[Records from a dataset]

* * * * *

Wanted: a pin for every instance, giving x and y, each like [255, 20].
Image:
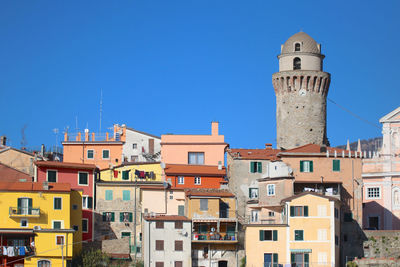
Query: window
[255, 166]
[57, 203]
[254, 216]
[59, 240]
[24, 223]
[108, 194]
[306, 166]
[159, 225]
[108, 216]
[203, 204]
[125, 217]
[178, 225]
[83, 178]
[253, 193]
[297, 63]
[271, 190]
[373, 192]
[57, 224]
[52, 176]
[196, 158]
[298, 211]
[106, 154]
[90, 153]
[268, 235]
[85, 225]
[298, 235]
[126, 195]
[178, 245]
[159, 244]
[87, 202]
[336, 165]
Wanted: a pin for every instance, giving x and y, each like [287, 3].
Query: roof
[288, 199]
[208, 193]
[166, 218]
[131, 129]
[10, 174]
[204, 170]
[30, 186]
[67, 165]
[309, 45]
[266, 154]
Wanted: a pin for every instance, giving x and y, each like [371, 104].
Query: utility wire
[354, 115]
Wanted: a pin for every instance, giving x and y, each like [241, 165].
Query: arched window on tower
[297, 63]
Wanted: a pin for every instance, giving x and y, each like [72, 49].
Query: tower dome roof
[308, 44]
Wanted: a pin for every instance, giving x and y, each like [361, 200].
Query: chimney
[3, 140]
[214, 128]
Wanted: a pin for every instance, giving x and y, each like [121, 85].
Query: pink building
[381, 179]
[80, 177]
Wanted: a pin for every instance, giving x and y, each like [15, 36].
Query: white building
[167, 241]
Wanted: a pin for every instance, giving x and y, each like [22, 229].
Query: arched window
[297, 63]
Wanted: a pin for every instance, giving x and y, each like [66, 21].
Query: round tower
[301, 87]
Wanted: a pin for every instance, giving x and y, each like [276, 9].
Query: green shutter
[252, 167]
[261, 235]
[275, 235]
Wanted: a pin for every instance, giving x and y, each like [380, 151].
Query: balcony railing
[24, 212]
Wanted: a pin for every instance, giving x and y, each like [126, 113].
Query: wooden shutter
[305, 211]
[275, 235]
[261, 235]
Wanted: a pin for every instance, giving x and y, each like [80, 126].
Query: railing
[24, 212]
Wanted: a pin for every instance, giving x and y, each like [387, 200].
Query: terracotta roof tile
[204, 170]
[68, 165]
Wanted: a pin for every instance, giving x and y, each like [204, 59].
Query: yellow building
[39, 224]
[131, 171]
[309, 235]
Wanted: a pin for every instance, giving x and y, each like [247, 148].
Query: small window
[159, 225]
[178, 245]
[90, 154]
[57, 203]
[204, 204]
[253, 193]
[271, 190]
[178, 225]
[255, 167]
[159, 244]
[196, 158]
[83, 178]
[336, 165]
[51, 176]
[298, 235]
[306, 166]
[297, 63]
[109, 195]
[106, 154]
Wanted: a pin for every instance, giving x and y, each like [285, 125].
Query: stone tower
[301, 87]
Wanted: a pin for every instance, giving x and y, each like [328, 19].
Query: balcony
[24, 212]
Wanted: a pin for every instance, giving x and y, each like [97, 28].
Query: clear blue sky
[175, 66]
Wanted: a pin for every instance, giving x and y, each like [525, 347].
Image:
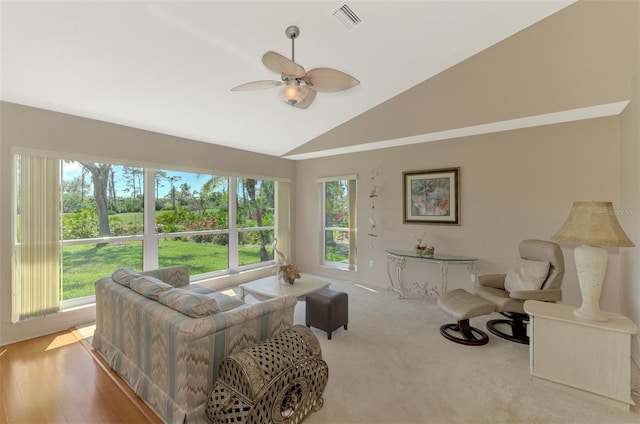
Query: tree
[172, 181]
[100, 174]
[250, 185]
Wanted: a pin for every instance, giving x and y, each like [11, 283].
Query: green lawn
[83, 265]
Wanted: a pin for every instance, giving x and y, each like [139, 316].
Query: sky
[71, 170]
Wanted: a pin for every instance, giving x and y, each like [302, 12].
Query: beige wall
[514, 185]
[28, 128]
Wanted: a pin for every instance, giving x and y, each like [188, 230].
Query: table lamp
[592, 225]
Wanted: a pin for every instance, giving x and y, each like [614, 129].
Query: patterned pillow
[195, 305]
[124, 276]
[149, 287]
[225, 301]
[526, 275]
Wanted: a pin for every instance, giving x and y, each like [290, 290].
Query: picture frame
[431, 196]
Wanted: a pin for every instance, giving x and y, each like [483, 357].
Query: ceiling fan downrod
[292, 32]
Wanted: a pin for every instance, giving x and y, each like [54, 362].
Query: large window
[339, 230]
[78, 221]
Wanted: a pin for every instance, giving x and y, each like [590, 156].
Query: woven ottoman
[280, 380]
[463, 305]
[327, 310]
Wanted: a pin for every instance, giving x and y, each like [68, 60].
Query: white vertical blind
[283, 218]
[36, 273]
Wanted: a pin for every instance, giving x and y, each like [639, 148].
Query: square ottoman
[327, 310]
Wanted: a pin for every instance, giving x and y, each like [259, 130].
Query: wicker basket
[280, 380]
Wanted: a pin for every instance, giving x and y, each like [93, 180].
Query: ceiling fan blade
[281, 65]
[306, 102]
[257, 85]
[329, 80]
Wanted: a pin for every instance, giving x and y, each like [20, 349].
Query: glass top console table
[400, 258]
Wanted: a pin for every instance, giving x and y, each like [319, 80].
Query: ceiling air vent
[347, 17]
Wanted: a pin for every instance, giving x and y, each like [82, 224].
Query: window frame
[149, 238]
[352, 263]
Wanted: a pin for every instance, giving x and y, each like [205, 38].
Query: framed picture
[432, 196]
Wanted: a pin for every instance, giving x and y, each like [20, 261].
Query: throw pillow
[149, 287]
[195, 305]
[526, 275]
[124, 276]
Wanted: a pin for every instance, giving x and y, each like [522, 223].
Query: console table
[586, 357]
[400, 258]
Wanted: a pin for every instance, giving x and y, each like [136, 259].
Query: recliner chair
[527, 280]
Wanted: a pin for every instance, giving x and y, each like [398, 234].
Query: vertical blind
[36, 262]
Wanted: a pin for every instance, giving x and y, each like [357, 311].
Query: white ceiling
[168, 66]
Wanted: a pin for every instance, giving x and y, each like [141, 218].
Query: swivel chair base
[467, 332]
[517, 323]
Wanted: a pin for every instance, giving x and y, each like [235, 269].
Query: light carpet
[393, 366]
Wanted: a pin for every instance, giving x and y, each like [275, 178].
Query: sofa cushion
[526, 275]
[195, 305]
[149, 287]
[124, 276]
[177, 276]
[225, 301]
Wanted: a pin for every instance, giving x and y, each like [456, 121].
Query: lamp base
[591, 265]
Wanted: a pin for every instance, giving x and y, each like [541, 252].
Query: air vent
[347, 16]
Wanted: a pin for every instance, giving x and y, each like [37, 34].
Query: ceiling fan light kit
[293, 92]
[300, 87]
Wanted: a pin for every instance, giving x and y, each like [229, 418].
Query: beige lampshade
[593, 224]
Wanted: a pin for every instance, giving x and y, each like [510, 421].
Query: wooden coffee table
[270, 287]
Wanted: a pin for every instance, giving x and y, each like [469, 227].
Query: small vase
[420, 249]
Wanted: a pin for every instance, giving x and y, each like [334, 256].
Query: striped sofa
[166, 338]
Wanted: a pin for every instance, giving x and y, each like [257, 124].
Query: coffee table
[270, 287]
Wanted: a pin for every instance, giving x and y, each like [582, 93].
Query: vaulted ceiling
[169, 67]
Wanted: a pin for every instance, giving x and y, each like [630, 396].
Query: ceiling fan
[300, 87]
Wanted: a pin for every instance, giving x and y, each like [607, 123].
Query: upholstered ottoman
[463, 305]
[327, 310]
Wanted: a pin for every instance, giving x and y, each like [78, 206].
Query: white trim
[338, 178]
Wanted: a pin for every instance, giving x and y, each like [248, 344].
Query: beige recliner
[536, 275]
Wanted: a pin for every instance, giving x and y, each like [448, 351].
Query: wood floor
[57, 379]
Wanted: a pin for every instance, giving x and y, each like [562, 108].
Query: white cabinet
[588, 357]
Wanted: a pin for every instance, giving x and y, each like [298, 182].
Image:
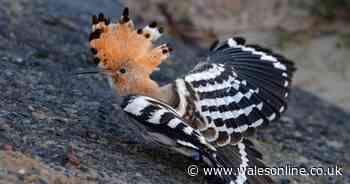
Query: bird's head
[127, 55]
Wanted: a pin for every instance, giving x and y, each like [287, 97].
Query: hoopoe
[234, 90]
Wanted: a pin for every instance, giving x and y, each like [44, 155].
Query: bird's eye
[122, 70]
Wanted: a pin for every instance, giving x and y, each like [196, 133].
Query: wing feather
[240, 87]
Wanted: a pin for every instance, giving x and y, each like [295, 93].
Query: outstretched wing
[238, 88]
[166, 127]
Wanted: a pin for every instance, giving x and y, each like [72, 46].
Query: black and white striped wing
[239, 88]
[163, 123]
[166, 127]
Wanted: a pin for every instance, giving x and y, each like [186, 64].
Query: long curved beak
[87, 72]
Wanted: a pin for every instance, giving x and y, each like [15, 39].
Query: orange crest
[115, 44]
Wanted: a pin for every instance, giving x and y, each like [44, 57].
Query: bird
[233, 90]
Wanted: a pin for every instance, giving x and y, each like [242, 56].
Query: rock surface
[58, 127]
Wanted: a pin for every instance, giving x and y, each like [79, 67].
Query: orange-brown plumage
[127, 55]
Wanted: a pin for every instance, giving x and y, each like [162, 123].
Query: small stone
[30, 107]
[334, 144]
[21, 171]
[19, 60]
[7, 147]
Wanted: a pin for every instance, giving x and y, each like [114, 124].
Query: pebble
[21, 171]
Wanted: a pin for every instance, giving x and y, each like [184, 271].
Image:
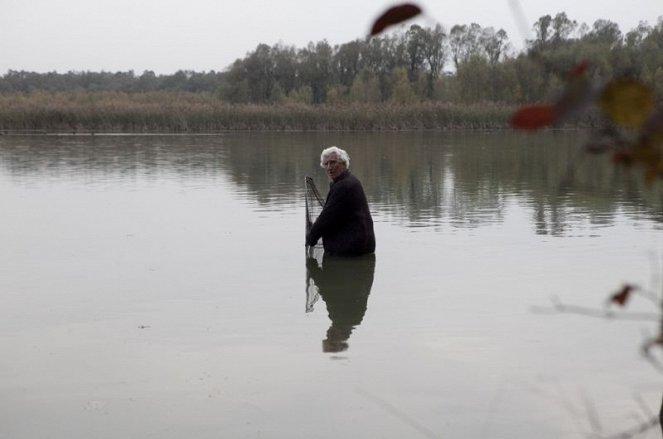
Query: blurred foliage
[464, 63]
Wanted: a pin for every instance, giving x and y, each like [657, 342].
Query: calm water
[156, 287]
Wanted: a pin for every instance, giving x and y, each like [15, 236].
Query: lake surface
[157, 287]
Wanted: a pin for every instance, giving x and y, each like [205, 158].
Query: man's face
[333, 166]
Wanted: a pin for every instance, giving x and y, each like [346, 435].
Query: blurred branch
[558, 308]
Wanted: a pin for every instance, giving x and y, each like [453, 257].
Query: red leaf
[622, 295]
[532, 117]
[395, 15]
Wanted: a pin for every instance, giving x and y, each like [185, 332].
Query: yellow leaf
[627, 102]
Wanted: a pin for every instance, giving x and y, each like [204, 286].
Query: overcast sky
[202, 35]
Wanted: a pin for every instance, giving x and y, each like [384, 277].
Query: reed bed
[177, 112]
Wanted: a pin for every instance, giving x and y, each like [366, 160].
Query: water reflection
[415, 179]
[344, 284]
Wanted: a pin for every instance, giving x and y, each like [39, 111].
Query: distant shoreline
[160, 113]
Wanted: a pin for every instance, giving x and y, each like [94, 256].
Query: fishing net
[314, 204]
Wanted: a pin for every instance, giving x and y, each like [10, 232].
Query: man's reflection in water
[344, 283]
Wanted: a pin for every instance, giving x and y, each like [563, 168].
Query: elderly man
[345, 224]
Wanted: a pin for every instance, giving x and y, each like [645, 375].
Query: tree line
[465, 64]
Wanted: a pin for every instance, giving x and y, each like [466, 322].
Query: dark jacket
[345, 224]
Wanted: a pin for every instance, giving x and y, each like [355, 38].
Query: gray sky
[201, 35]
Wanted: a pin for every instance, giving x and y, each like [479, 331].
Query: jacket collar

* * * * *

Using the data above, reproduce exactly the lines from the line that contains "like [380, 151]." through the line that contains "like [247, 148].", including both.

[Solved exercise]
Wanted: a pin for every instance, giving x and y, each like [380, 151].
Query: balcony railing
[24, 212]
Wanted: a pin for every instance, giving x and y, each like [126, 113].
Query: wooden shutter
[305, 211]
[275, 235]
[261, 235]
Wanted: a pin for every instance, giving x and y, each like [80, 126].
Query: railing
[24, 212]
Wanted: a pin for every instance, giving x and y, each like [387, 200].
Query: terracotta roof tile
[204, 170]
[68, 165]
Wanted: a pin for every instance, giving x and y, each like [204, 59].
Query: yellow building
[39, 224]
[131, 171]
[309, 235]
Wanted: a pin for every instance, giving x and y, each like [247, 148].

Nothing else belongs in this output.